Set out every line of the rows below as a numbered list, omitting blank lines and the pictures.
★ ★ ★ ★
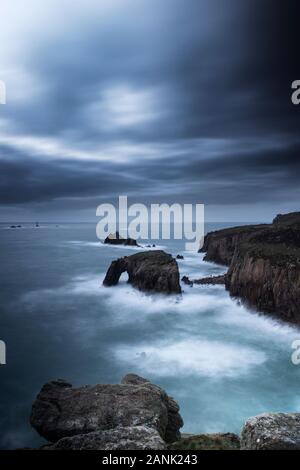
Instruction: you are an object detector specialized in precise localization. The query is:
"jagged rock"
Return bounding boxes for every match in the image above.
[241,413,300,450]
[199,224,268,266]
[181,274,226,286]
[43,426,166,450]
[30,374,183,445]
[168,433,240,450]
[181,276,194,287]
[103,250,181,294]
[104,232,139,246]
[202,212,300,323]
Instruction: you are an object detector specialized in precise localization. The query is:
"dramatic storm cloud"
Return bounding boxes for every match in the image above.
[0,0,300,220]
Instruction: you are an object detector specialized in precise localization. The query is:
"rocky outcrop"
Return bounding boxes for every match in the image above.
[104,232,139,246]
[43,426,166,450]
[168,432,240,450]
[241,413,300,450]
[199,225,267,266]
[30,374,183,449]
[181,274,226,286]
[103,250,181,294]
[199,213,300,323]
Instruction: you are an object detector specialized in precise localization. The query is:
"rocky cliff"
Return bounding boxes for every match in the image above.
[202,212,300,323]
[103,250,181,294]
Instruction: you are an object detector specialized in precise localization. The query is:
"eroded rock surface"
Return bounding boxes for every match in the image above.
[43,426,166,450]
[241,413,300,450]
[181,274,226,286]
[103,250,181,294]
[168,433,240,450]
[202,212,300,323]
[30,374,183,446]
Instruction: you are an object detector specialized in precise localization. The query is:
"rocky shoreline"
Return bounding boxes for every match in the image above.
[103,250,181,294]
[30,374,300,450]
[200,212,300,324]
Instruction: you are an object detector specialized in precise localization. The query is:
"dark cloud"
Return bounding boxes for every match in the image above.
[0,0,300,220]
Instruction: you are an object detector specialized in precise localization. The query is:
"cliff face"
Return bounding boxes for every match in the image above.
[199,225,264,266]
[200,213,300,323]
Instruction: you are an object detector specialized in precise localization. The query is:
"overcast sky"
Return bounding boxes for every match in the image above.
[0,0,300,221]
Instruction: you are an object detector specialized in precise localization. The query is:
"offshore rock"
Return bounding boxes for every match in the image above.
[103,250,181,294]
[241,413,300,450]
[30,374,183,446]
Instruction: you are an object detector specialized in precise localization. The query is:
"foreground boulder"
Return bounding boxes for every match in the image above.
[103,250,181,294]
[241,413,300,450]
[30,374,183,449]
[104,232,139,246]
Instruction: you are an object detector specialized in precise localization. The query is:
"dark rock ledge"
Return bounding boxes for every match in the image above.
[30,374,300,450]
[181,274,226,286]
[201,212,300,324]
[30,374,183,450]
[103,250,181,294]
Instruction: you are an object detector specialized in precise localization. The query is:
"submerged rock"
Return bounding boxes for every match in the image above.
[103,250,181,294]
[30,374,183,448]
[241,413,300,450]
[104,232,139,246]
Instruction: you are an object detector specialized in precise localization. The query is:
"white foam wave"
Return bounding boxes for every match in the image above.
[114,339,267,379]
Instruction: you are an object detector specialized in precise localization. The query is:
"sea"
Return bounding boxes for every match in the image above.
[0,223,300,449]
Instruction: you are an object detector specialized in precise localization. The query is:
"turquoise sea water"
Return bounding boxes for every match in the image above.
[0,224,300,448]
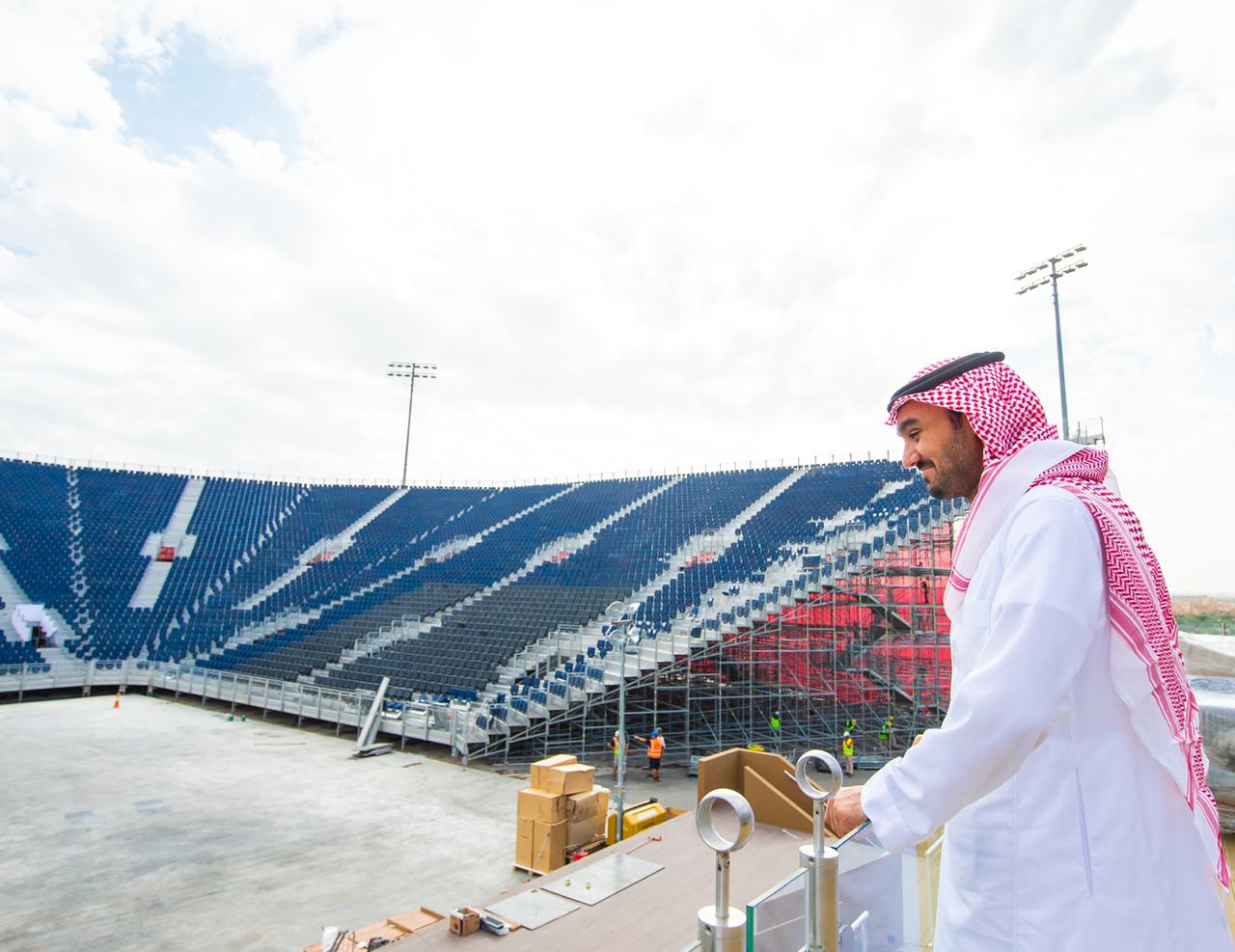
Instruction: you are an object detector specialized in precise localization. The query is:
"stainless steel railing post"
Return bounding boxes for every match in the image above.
[794,750,845,952]
[696,788,755,952]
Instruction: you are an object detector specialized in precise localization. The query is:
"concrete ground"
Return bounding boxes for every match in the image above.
[0,694,711,952]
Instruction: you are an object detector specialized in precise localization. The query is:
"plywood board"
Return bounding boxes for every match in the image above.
[541,854,665,907]
[485,889,579,929]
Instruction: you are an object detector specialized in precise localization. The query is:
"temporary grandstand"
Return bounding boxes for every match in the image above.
[0,459,961,762]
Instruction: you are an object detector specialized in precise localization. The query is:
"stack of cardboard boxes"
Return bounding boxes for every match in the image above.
[515,753,609,873]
★ ★ ★ ★
▸ FINISHED TASK
1. Instruction: you are an object detector specialized in precise localization. The query is:
2. "jagged rock"
3. Return bounding boxes for every match in the image above.
4. [241,413,300,450]
5. [199,224,268,266]
6. [181,274,226,286]
7. [43,426,166,450]
8. [30,374,183,445]
9. [168,433,240,450]
10. [181,276,194,287]
11. [103,250,181,294]
12. [104,232,139,246]
13. [202,212,300,323]
14. Instruction: you are an object detector specialized in precise localization. The query is:
15. "dramatic storm cloud"
16. Return bounding boxes for every match in the image above.
17. [0,0,300,220]
18. Instruction: you are an object detector specialized in precise localization. The query is:
19. "rocky outcrop"
20. Return bounding boxes for every match in the image above.
21. [104,232,139,246]
22. [43,426,166,450]
23. [168,432,240,450]
24. [241,413,300,450]
25. [199,225,267,266]
26. [30,374,183,449]
27. [181,274,226,286]
28. [103,250,181,294]
29. [199,213,300,323]
30. Instruction: you are an object detector specialized in precise localization. The query is:
31. "rocky cliff"
32. Return bounding boxes for every match in the image above.
33. [202,212,300,323]
34. [103,250,181,294]
35. Instruction: you are an object detector specialized in precise localization. The query is:
36. "eroded rock surface"
37. Return bounding boxes for every match in the image above.
38. [43,426,166,450]
39. [241,413,300,450]
40. [181,274,226,286]
41. [103,250,181,294]
42. [168,433,240,450]
43. [202,212,300,323]
44. [30,374,183,446]
45. Instruction: you are an object detector specialized in precise localization. The query is:
46. "rocky shoreline"
47. Return bounding boxes for every match in the image above.
48. [103,250,181,294]
49. [30,374,300,450]
50. [200,212,300,324]
51. Instruction: you are an object detector specialized in precise localization. The query is:
52. "dark cloud"
53. Return bounding boxes for every match in the image above.
54. [0,0,300,220]
55. Instruction: you are an object detector specialized in precise localization. The query is:
56. "cliff face"
57. Return bounding boxes for every match in the image above.
58. [199,225,264,266]
59. [200,213,300,323]
60. Instruction: you are an object detector specialized in precise localization. The query is:
61. "overcast sky"
62. Return bounding boxes for every match in the image above.
63. [0,0,300,221]
64. Instruction: you are an object detector specialized in precise localization. The query is:
65. "offshore rock"
66. Return bounding boxes for every match in the image above.
67. [103,250,181,294]
68. [241,413,300,450]
69. [30,374,183,446]
70. Instruction: you are an object detector specialized in precise localization. The query is:
71. "foreground boulder"
72. Return bounding boxes for every match in the image above.
73. [103,250,181,294]
74. [241,413,300,450]
75. [30,374,183,449]
76. [104,232,139,246]
77. Instruction: you are an object detector specialized in precise localization. The query is:
78. "dark rock ledge"
79. Return bounding boxes for every match in the image above.
80. [30,374,300,450]
81. [181,274,226,286]
82. [201,212,300,324]
83. [30,374,183,450]
84. [103,250,181,294]
85. Instruction: you are an object detector specialized in precise localization. The query is:
86. "submerged rock"
87. Return bounding boxes for every match in the image above.
88. [103,250,181,294]
89. [30,374,183,448]
90. [241,413,300,450]
91. [104,232,139,246]
92. Instruction: you are an object detector specialized in precise localization. The query is:
93. "white foam wave"
94. Return bounding boxes for every match in the image above.
95. [114,339,267,379]
96. Instruction: you are an object detector specialized in precise localization. The query is:
97. "sea"
98. Return bounding boxes for every match in the image above.
99. [0,223,300,449]
100. Instruction: you are an object detector specialized in precise localization. The query is:
101. "turquoise sea water"
102. Return bounding boxes for every match in the image above.
103. [0,224,300,448]
104. Instruction: you are an object detector specialized in precise localization. The query is:
105. "stainless steel railing post"
106. Return bounding boxes for every match in the image above.
107. [794,750,845,952]
108. [696,788,755,952]
109. Instruction: you are an object detector specialized in precise localization. The query is:
110. "concrete ground"
111. Return bounding boxes for every match in the image above.
112. [0,694,711,952]
113. Instruction: you are an object detector specialized in precise localization. The query is:
114. "plywood board"
115. Return bounding boxes for every match in the image above.
116. [541,854,665,907]
117. [485,889,579,929]
118. Instruction: you are an object detector specialized in precise localization. The query is:
119. "temporary grandstand"
120. Return bounding boxes for every match in the image above.
121. [0,459,961,762]
122. Instruction: you are an object detector specialized in precise localization. The query is:
123. "stack of cardboard boxes"
124. Return bounding boxes for every match in the image above.
125. [515,753,609,873]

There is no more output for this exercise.